▸ **SHORT TASK**:
In the records below, replace every "white" with "pale" and leave all other wording unchanged. Return the edited lines without the pictures.

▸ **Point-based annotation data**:
┄┄┄┄┄┄┄┄┄┄
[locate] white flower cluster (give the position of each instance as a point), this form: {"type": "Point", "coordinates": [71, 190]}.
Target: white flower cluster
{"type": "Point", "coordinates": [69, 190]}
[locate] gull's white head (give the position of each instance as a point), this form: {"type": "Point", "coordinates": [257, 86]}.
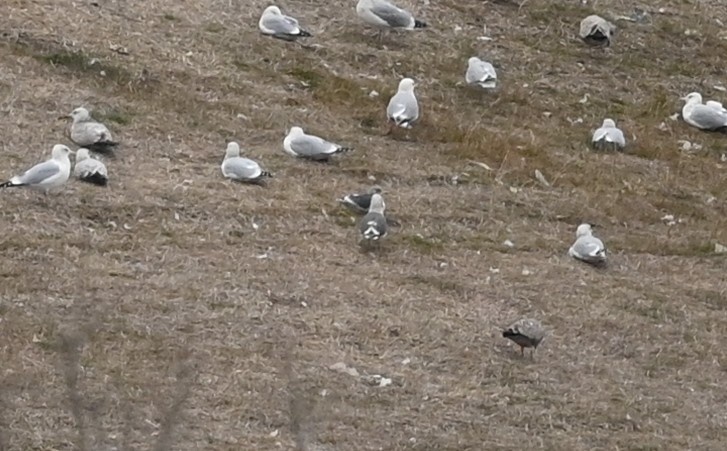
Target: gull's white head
┄┄┄┄┄┄┄┄┄┄
▸ **RIGHT ANSWER**:
[locate] pale flower cluster (give the position of each instance as a point), this form: {"type": "Point", "coordinates": [71, 190]}.
Target: pale flower cluster
{"type": "Point", "coordinates": [69, 190]}
[locate] gull's pale head (give the position of each instance as a point), this form: {"type": "Point", "coordinates": [257, 86]}.
Target: gull's pale head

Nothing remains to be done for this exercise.